WHAT NEEDS TO BE DONE: Once the pictures are set aside, transcribe the remaining data exactly.

DATA:
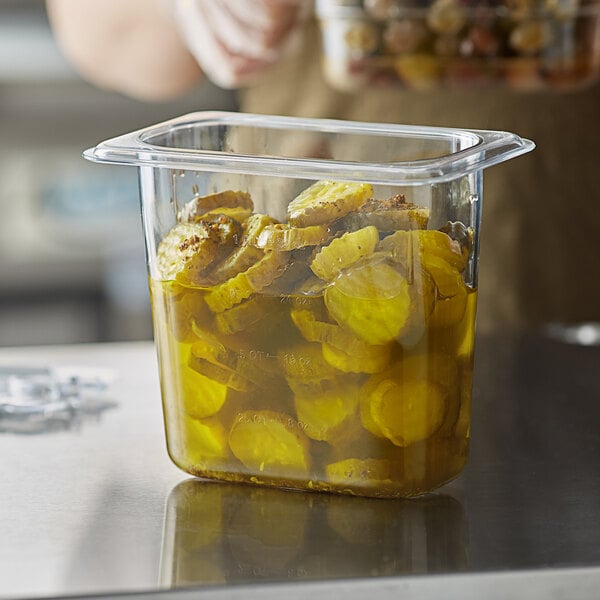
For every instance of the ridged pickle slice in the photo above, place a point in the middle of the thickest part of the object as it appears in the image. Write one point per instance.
(437, 243)
(314, 329)
(201, 397)
(198, 207)
(403, 411)
(372, 361)
(322, 416)
(225, 295)
(402, 245)
(367, 472)
(450, 311)
(325, 201)
(305, 361)
(344, 251)
(247, 253)
(205, 441)
(186, 251)
(282, 236)
(447, 279)
(205, 360)
(388, 215)
(270, 442)
(372, 300)
(243, 315)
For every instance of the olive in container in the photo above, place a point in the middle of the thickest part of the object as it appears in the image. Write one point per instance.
(313, 287)
(525, 45)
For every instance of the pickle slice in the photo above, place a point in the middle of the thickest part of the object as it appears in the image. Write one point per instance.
(225, 295)
(217, 363)
(201, 397)
(450, 311)
(205, 441)
(447, 279)
(243, 315)
(372, 300)
(238, 213)
(344, 251)
(367, 472)
(268, 442)
(403, 411)
(403, 245)
(388, 215)
(243, 257)
(305, 361)
(373, 361)
(316, 330)
(196, 208)
(322, 416)
(325, 201)
(437, 243)
(186, 251)
(282, 236)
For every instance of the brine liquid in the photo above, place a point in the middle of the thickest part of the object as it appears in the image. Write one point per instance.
(262, 404)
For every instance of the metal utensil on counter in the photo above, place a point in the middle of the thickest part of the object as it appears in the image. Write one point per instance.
(580, 334)
(41, 399)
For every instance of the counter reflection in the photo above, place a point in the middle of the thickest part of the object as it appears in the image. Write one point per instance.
(218, 533)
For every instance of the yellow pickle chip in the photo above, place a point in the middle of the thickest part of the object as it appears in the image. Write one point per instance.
(186, 251)
(367, 472)
(343, 252)
(372, 300)
(243, 285)
(403, 411)
(387, 215)
(196, 208)
(325, 201)
(322, 415)
(266, 441)
(286, 237)
(206, 441)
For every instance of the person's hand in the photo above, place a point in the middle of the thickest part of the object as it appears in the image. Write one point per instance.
(235, 40)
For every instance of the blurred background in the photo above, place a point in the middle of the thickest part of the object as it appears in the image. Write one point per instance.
(72, 262)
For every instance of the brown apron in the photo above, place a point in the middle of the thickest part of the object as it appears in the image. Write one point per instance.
(540, 236)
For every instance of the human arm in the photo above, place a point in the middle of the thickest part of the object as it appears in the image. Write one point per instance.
(154, 51)
(130, 46)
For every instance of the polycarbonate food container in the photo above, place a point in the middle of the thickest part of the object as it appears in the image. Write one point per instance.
(419, 44)
(313, 286)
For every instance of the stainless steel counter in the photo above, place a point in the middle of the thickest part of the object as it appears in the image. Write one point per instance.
(92, 504)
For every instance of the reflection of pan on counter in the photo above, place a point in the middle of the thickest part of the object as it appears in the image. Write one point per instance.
(229, 533)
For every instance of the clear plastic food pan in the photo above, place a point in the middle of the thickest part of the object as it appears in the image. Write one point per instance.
(424, 44)
(313, 286)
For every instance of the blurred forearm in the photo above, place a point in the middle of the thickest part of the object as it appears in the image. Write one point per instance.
(129, 46)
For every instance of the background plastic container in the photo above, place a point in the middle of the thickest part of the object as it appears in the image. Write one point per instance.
(313, 288)
(521, 44)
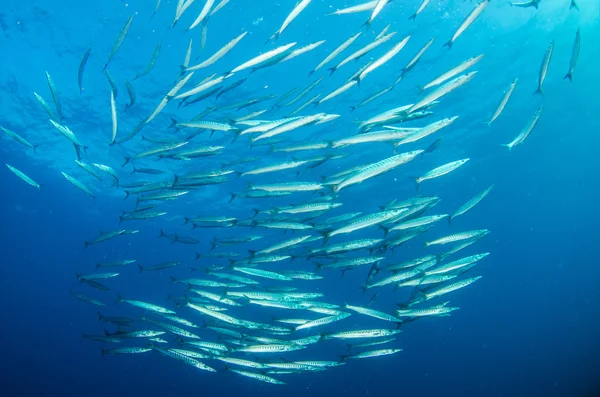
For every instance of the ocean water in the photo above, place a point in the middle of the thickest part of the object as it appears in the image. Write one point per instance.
(529, 327)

RESPONSE TO THE EXERCISE:
For every instance of the ridged pickle slice in the photo above, place a point in the middle of the thickest part of the object as it appears in the image. Write one point per instance.
(437, 243)
(314, 329)
(201, 397)
(198, 207)
(403, 411)
(372, 361)
(322, 416)
(225, 295)
(402, 245)
(367, 472)
(450, 311)
(325, 201)
(305, 361)
(344, 251)
(247, 253)
(205, 441)
(186, 251)
(282, 236)
(447, 279)
(205, 360)
(388, 215)
(270, 442)
(372, 300)
(243, 315)
For every instance of the olive in container in the photo above, place a point in the middle of the thickest part of the object as it appears in the image. Write one point per instance.
(313, 287)
(525, 45)
For every instance of the pickle slice in the photo above, place a point in the middle of the thickest part of the object as it appears in the image. Write one point per instance.
(225, 295)
(217, 363)
(201, 397)
(450, 311)
(205, 441)
(447, 279)
(243, 315)
(372, 300)
(238, 213)
(344, 251)
(367, 472)
(268, 442)
(403, 411)
(403, 245)
(388, 215)
(243, 257)
(305, 361)
(373, 361)
(316, 330)
(196, 208)
(322, 416)
(325, 201)
(437, 243)
(186, 251)
(282, 236)
For every instance of the brine liquid in the photo above, place a point in the middle of the thickest part of the object as it appears in the image. Write one point per instance.
(262, 404)
For every instance of the metal utensil on counter in the photo above, place a point in the middle of the thickest part of the object as it appears in the image. Write one point per instance.
(580, 334)
(41, 399)
For every instance of the counter reflection in the photo above, place a point in the middle of the thickest part of the object as it appears in the image. Write one point per instance.
(218, 533)
For every instance of the yellow pickle chip in the photo above, place a point in the middle of the thickest part of the object as it appears in the image. Write one point per instance.
(186, 251)
(367, 472)
(343, 252)
(372, 300)
(243, 285)
(403, 411)
(387, 215)
(196, 208)
(325, 201)
(322, 415)
(266, 441)
(286, 237)
(206, 441)
For every instance of the person's hand in the photo above, place a point in the middle of the thickest part of the object as it appears in the image. Write one point per instance.
(235, 40)
For every instance of the blurred background in the photo above, place a point in the middle of the thickest part of the object as it appears in the image. Write one point per instance.
(72, 262)
For every instance of the brown apron in the photo above, place a point in the middle of the thickest part of the object as it appears in the image. Write one point per instance.
(540, 236)
For every instance of the human arm in the photo above, place a point in the middle of the thickest part of the object as it appears in the image. Write one point per instance.
(154, 51)
(130, 46)
For every instance of the polycarbonate food container in the photo above, place a point in the middle of the thickest part of the object as it appears in the image. Write one point per instance.
(419, 44)
(313, 286)
For every instance of the stainless steel counter in the photo above, place a point in the middle of the thickest part of the object as it appears in the image. Write one point per instance.
(92, 504)
For every instance of the reflection of pan on counter in the photo above, place a point in the middle of the thickest part of the object as it appears in the image. Write one point per instance.
(229, 533)
For every instance of the clear plastic food pan in the photo above, place a point in the middle of the thickest part of the object as it appears in the image. Write one point per instance.
(424, 44)
(313, 286)
For every instance of the blurred forearm in the photo above, place a point in the middle of the thickest part of the object as it appears in the image. Write one point per instance.
(129, 46)
For every instance of the background plastic container in the photo above, place a point in the middle of the thickest part of the object as it appears in the image. Write one point per instance.
(313, 288)
(521, 44)
For every instance of the ocean water in the photo above, place a point in the middle of the thickest part of the object as it appears in the image. Write one point per instance.
(529, 327)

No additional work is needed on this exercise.